§ **About this exercise**
The entries below must be retyped exactly. Pictures are to be omitted.

Image-grounded pointing data
——————
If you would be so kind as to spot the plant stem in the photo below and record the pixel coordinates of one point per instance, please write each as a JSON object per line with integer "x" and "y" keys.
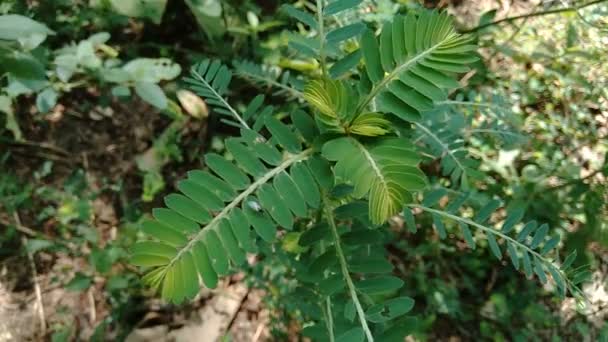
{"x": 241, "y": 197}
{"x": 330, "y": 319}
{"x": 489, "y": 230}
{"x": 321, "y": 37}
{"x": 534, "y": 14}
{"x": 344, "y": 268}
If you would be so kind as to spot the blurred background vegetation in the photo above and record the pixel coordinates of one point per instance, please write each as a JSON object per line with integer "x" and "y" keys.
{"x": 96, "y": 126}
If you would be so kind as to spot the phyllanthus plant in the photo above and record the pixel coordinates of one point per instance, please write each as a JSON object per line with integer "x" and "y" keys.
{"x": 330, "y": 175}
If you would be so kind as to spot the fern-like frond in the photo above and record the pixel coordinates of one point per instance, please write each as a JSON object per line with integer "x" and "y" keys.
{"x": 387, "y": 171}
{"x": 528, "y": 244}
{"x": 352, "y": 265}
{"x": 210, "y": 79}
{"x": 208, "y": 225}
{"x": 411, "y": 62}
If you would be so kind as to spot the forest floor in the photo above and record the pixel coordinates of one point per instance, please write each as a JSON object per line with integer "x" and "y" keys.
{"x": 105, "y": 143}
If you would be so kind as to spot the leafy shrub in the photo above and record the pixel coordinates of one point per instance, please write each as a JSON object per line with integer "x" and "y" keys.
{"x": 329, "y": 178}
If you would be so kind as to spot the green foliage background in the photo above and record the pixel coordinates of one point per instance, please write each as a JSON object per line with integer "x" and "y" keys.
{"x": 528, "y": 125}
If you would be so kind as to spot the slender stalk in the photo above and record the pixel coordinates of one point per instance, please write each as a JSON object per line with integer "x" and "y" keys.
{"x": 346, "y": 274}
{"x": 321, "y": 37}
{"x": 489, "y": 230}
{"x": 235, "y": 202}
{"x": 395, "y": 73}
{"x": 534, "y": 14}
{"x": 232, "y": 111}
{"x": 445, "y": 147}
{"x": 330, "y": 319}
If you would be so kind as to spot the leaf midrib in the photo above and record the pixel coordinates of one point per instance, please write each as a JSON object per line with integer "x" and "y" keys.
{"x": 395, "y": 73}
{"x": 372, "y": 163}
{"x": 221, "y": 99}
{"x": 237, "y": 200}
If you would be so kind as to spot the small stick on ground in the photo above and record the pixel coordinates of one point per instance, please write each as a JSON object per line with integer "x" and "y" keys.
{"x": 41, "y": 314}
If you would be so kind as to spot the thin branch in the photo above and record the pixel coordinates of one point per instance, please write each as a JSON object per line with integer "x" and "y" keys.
——————
§ **Expected answer**
If you would be so kind as to spot the plant stem in the photo below and record the pixel coordinates of one point per instance, please write each as a JSON object per line with integer "x" and "y" keys.
{"x": 241, "y": 197}
{"x": 330, "y": 319}
{"x": 489, "y": 230}
{"x": 321, "y": 37}
{"x": 534, "y": 14}
{"x": 344, "y": 268}
If you would be so kind as to spot the blurred background vegetation in the photo above and record the pixel coordinates of one point per instance, please write each as a JSON object per line with integer "x" and "y" keys.
{"x": 96, "y": 126}
If you would be so kind as to spot the phyllanthus plant in the photo above and record the pixel coordinates of one point per instance, please write each as a JSON object per line with integer "x" and "y" keys.
{"x": 330, "y": 175}
If you would be so kind as to spot the fern-like frond in the photo above and record the pixel coordinates of one point per instance, please write each as a JSON object per line with integer "x" and "y" keys.
{"x": 387, "y": 171}
{"x": 528, "y": 244}
{"x": 352, "y": 265}
{"x": 210, "y": 79}
{"x": 208, "y": 225}
{"x": 411, "y": 62}
If you would be so kind as to spot the forest floor in the photo above and record the pixel coordinates of one point per instance, please write each as a JSON object per line with integer "x" and "y" keys.
{"x": 105, "y": 143}
If you would be so kind as to spot the leafy shrub in the photo above and record the pixel coordinates of one point per instance, please write each as a JSON object per line with integer "x" and "y" keys.
{"x": 329, "y": 178}
If you would be so kind as to spot the green foliage background in the photo above and record the pixel coordinates of one point per instance, please write each as a JSON object per line with integer "x" and "y" keys.
{"x": 528, "y": 125}
If you would be so kind as to spot the slender stalk in the photo above and record the pixel coordinates of one point per instance, please write each as a JSON object per line with integer "x" and "y" keys.
{"x": 346, "y": 274}
{"x": 321, "y": 37}
{"x": 489, "y": 230}
{"x": 235, "y": 202}
{"x": 395, "y": 73}
{"x": 534, "y": 14}
{"x": 232, "y": 111}
{"x": 445, "y": 147}
{"x": 330, "y": 319}
If you would be so kind as to spot the leaf midrib in the photo above and record the pixel coordinates of one point per instance, please write each as a JSON object per line with integer "x" and "y" keys.
{"x": 395, "y": 73}
{"x": 372, "y": 163}
{"x": 221, "y": 99}
{"x": 237, "y": 200}
If you would be so kind as to spot the small stick on ground in the photo above and record the pixel coordinates of one point per instance, please write each as a JSON object per line with integer "x" and "y" keys.
{"x": 41, "y": 314}
If you would be so kind as to spot the thin branch in the photo above and record the pixel coordinates of one point per instance, please write each as a JSON object per line with integer "x" and "y" keys.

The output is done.